- **PROBLEM DETAILS**: All of the data below is to be copied again without changes.

# # # # #

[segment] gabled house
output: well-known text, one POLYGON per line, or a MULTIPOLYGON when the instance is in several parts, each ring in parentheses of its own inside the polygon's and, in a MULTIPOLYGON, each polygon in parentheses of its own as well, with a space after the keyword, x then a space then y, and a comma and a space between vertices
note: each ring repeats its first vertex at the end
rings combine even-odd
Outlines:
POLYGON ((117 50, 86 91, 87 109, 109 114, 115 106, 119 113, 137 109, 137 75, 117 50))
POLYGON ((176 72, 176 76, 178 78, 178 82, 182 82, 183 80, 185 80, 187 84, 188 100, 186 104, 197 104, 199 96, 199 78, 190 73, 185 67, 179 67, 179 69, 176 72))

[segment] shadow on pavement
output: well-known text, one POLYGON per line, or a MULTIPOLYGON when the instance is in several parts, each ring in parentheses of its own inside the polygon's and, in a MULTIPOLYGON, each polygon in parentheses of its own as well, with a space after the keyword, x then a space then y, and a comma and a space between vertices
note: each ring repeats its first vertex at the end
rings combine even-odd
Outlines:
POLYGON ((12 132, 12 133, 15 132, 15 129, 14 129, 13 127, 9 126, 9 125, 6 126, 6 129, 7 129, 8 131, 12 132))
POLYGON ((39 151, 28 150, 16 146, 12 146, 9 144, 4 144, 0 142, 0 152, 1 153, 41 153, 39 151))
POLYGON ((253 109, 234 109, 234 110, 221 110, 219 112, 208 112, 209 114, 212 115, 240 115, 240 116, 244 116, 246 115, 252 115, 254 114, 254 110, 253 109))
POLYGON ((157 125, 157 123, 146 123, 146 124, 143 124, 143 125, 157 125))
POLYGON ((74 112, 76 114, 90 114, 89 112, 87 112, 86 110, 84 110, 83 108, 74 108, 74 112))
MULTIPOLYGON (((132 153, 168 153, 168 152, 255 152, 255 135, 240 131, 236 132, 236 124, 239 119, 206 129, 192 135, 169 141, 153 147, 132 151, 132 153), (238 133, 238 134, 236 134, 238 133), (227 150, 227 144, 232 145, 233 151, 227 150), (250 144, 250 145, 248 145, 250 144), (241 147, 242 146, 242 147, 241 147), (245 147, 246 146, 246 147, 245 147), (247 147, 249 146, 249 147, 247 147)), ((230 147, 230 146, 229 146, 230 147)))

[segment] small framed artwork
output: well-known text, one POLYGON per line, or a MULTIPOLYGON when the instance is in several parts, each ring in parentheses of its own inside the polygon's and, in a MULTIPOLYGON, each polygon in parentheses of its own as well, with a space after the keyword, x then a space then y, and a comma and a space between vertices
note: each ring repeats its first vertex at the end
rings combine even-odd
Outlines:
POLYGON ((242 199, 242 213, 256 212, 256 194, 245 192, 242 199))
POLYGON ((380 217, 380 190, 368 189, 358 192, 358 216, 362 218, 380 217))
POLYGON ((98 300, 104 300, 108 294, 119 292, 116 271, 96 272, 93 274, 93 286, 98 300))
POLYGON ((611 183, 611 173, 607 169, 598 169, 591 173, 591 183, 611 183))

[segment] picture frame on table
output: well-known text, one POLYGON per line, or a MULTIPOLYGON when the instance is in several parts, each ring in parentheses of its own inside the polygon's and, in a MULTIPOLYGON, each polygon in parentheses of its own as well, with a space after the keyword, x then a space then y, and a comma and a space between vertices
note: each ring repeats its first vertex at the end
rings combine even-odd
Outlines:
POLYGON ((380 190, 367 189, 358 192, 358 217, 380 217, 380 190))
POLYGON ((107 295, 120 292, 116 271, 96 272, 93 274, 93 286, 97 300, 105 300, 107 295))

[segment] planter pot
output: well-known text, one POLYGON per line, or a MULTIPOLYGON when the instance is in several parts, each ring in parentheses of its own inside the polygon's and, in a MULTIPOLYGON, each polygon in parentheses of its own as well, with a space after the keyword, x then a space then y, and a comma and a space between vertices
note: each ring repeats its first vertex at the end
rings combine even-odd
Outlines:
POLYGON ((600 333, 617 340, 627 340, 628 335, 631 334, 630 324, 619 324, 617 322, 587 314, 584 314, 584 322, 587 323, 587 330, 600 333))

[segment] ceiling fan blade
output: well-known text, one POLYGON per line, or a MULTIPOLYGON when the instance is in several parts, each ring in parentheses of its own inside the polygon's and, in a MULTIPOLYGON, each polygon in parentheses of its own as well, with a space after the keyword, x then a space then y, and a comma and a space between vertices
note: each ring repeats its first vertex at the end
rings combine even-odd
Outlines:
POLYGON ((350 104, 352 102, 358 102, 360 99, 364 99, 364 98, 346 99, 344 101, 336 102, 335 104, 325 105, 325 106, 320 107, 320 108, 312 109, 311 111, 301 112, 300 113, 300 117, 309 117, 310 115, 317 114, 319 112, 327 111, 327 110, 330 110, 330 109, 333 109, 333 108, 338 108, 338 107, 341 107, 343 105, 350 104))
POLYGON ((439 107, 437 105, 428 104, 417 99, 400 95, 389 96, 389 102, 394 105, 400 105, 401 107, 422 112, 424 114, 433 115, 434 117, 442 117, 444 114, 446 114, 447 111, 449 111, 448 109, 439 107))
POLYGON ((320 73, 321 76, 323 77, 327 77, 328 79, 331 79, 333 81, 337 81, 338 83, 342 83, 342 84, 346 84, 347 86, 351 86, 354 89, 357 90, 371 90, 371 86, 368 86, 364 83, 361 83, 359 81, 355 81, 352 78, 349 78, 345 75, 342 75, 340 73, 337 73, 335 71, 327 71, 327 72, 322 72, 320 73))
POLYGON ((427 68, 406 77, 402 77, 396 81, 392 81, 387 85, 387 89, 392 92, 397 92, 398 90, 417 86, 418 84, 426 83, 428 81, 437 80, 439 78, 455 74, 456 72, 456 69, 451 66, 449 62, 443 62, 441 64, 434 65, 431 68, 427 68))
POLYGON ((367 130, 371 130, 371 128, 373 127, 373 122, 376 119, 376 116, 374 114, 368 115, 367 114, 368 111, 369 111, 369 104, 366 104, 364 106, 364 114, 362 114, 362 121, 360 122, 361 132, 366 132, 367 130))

# # # # #

- **THE ANSWER**:
[segment] gabled house
output: well-known text, one POLYGON per line, or a MULTIPOLYGON when the instance is in several parts, each ring in parentheses of its own inside the polygon's and, in a MULTIPOLYGON, each polygon in parentheses of its own as well, with a space after the keyword, x then a space then y, and a comma and a space between vertices
note: each ring repeats its first vertex at the end
rings combine even-odd
Outlines:
POLYGON ((117 50, 86 91, 87 109, 109 114, 115 106, 119 113, 137 109, 137 75, 117 50))
POLYGON ((176 72, 176 76, 178 78, 178 82, 182 82, 183 80, 185 80, 187 84, 188 100, 186 104, 197 104, 199 96, 199 78, 190 73, 185 67, 179 67, 179 69, 176 72))

[segment] shadow on pavement
output: well-known text, one POLYGON per line, or a MULTIPOLYGON when the instance is in several parts, each ring in parentheses of its own inside the polygon's and, in a MULTIPOLYGON, each polygon in parentheses of its own as well, with a space after the keyword, x then a space then y, and a comma and a space between vertices
note: each ring repeats its first vertex at the end
rings combine even-odd
Outlines:
POLYGON ((12 132, 12 133, 15 132, 15 129, 14 129, 13 127, 9 126, 9 125, 6 126, 6 129, 7 129, 8 131, 12 132))
POLYGON ((39 151, 28 150, 16 146, 12 146, 9 144, 4 144, 0 142, 0 152, 1 153, 41 153, 39 151))
POLYGON ((253 109, 234 109, 234 110, 221 110, 219 112, 208 112, 209 114, 212 115, 240 115, 240 116, 244 116, 246 115, 252 115, 254 114, 254 110, 253 109))
POLYGON ((157 125, 157 123, 146 123, 146 124, 143 124, 143 125, 157 125))
POLYGON ((74 112, 76 114, 90 114, 89 112, 87 112, 86 110, 84 110, 83 108, 74 108, 74 112))
MULTIPOLYGON (((132 153, 168 153, 168 152, 255 152, 255 135, 240 131, 236 132, 236 124, 239 119, 206 129, 192 135, 169 141, 153 147, 132 151, 132 153), (238 133, 238 134, 236 134, 238 133), (227 150, 227 144, 232 145, 233 151, 227 150), (250 144, 250 145, 248 145, 250 144), (241 147, 242 146, 242 147, 241 147), (245 147, 246 146, 246 147, 245 147), (247 147, 249 146, 249 147, 247 147)), ((230 147, 230 146, 229 146, 230 147)))

[segment] small framed artwork
output: well-known text, one POLYGON per line, or a MULTIPOLYGON when the instance is in several parts, each ring in parentheses of its own inside the polygon's and, in a MULTIPOLYGON, each polygon in parentheses of its own as well, with a space after the keyword, x then a space then y, and a comma and a space between vertices
note: each ring repeats its first vertex at the end
rings combine even-odd
Outlines:
POLYGON ((242 199, 242 213, 256 212, 256 194, 245 192, 242 199))
POLYGON ((380 217, 380 190, 368 189, 358 192, 358 216, 362 218, 380 217))
POLYGON ((98 300, 104 300, 108 294, 119 292, 116 271, 96 272, 93 274, 93 286, 98 300))
POLYGON ((611 183, 611 173, 607 169, 598 169, 591 173, 591 183, 611 183))

[segment] picture frame on table
output: well-known text, one POLYGON per line, or a MULTIPOLYGON when the instance is in several parts, each ring in parentheses of its own inside the polygon's and, in a MULTIPOLYGON, each polygon in parentheses of its own as well, with a space after the keyword, x then a space then y, and a comma and a space between vertices
note: each ring repeats its first vertex at the end
rings combine even-odd
Outlines:
POLYGON ((380 190, 367 189, 358 192, 358 217, 380 217, 380 190))
POLYGON ((107 295, 120 292, 116 271, 96 272, 93 274, 93 286, 97 300, 105 300, 107 295))

[segment] planter pot
output: well-known text, one POLYGON per line, or a MULTIPOLYGON when the instance is in several parts, each ring in parentheses of its own inside the polygon's and, in a MULTIPOLYGON, each polygon in parentheses of its own as well, with a space after the keyword, x then a space then y, and a comma and a space between vertices
note: each ring repeats its first vertex at the end
rings combine even-odd
Outlines:
POLYGON ((600 333, 617 340, 627 340, 628 335, 631 334, 630 324, 619 324, 617 322, 587 314, 584 314, 584 322, 587 323, 587 330, 600 333))

[segment] ceiling fan blade
output: well-known text, one POLYGON per line, or a MULTIPOLYGON when the instance is in several parts, each ring in parentheses of its own inside the polygon's and, in a MULTIPOLYGON, each polygon in parentheses of its own as well, with a space after the keyword, x then a space then y, and a comma and a space between vertices
note: each ring repeats its first vertex at the end
rings combine even-odd
Outlines:
POLYGON ((350 104, 352 102, 358 102, 360 99, 364 99, 364 98, 346 99, 344 101, 336 102, 335 104, 325 105, 325 106, 320 107, 320 108, 312 109, 311 111, 301 112, 300 113, 300 117, 309 117, 310 115, 317 114, 319 112, 327 111, 327 110, 330 110, 330 109, 333 109, 333 108, 338 108, 338 107, 341 107, 343 105, 350 104))
POLYGON ((439 107, 437 105, 428 104, 417 99, 400 95, 389 96, 389 102, 394 105, 400 105, 401 107, 422 112, 424 114, 433 115, 434 117, 442 117, 444 114, 446 114, 447 111, 449 111, 448 109, 439 107))
POLYGON ((320 73, 321 76, 323 77, 327 77, 328 79, 331 79, 333 81, 337 81, 338 83, 342 83, 342 84, 346 84, 347 86, 351 86, 354 89, 357 90, 371 90, 371 86, 368 86, 364 83, 361 83, 359 81, 355 81, 352 78, 349 78, 345 75, 342 75, 340 73, 337 73, 335 71, 327 71, 327 72, 322 72, 320 73))
POLYGON ((427 68, 406 77, 402 77, 396 81, 392 81, 387 85, 387 89, 392 92, 397 92, 398 90, 417 86, 418 84, 426 83, 428 81, 437 80, 439 78, 455 74, 456 72, 456 69, 451 66, 449 62, 443 62, 441 64, 434 65, 431 68, 427 68))
POLYGON ((367 130, 371 130, 371 128, 373 127, 373 122, 376 119, 376 116, 374 114, 368 115, 367 114, 368 111, 369 111, 369 104, 366 104, 364 106, 364 114, 362 114, 362 121, 360 122, 361 132, 366 132, 367 130))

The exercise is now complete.